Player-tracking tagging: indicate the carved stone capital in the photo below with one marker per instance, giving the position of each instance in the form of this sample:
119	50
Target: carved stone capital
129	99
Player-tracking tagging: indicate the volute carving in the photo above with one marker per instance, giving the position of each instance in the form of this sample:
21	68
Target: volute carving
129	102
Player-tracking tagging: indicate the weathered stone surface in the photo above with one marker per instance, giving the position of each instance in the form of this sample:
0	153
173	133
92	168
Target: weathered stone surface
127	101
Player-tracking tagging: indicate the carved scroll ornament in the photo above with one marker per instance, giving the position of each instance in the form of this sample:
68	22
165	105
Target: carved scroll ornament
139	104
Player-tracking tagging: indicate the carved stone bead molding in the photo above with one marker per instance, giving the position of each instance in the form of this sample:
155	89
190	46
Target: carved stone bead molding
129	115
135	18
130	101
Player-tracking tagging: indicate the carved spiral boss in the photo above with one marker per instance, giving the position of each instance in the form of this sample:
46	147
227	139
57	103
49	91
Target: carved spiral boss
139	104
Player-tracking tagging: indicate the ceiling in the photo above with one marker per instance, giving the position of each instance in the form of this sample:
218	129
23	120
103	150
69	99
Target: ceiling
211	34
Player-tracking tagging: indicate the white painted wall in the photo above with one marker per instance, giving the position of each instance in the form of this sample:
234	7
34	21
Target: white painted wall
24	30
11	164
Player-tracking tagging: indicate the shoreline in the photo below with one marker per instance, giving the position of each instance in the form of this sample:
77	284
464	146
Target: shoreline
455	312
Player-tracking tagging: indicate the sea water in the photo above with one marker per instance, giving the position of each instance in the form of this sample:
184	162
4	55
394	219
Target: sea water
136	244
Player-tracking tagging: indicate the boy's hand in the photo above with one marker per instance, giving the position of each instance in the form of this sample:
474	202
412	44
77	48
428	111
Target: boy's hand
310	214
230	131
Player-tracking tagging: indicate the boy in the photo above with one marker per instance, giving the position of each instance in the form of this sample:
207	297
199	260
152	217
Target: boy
━━━━━━━━━━━━━━━━━━━━
◆ **What the task requires**
In the records above, return only the line that contains "Player-tracking tagging: indicate the ceiling" and every line after it through the last, exactly as they appear.

◆ **Solved problem**
Player-tracking tagging: indicate the ceiling in the photo above with one marker per instance, giving the position of each instance in the form of this sample:
218	129
23	120
103	150
69	99
Target: ceiling
211	34
Player-tracking tagging: indicate the white painted wall in the photo above with one marker per instance, giving the position of each instance in the form of this sample:
234	7
34	21
Target: white painted wall
24	30
11	164
Player-tracking tagging: indicate the shoreline in the photo below with one marker per instance, giving the position of each instance in the form of this sample:
77	284
464	146
Target: shoreline
455	312
Player-tracking tagging: indicate the sea water in the photo above with one marker per instance, giving the position of each instance in the form of this sample:
184	162
4	55
394	219
Target: sea water
136	244
Player-tracking tagging: indicate the boy's hand in the photo above with one marker per instance, giving the position of each instance in the form of this sample:
474	202
412	44
77	48
428	111
Target: boy's hand
310	214
230	131
Player-tracking tagging: indicate the boy in the photo above with one marker per instance, giving the position of each instance in the form of this sample:
207	297
199	260
152	217
Target: boy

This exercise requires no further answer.